··· Data supplied

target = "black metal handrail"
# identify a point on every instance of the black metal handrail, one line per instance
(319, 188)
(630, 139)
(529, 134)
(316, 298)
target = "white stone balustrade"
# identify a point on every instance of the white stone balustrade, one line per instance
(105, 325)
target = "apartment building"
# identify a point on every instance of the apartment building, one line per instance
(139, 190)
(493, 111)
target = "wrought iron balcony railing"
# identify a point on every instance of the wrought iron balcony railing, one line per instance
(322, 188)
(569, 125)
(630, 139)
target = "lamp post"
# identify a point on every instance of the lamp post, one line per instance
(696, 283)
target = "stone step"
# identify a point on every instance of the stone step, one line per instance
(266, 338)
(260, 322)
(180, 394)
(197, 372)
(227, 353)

······

◆ **Exercise instructions**
Locate each line in the entries above that contains the word "lamp" and copy those lines.

◆ **Answer to the problem**
target = "lamp post"
# identify a point on every instance of the lamp post, one line per instance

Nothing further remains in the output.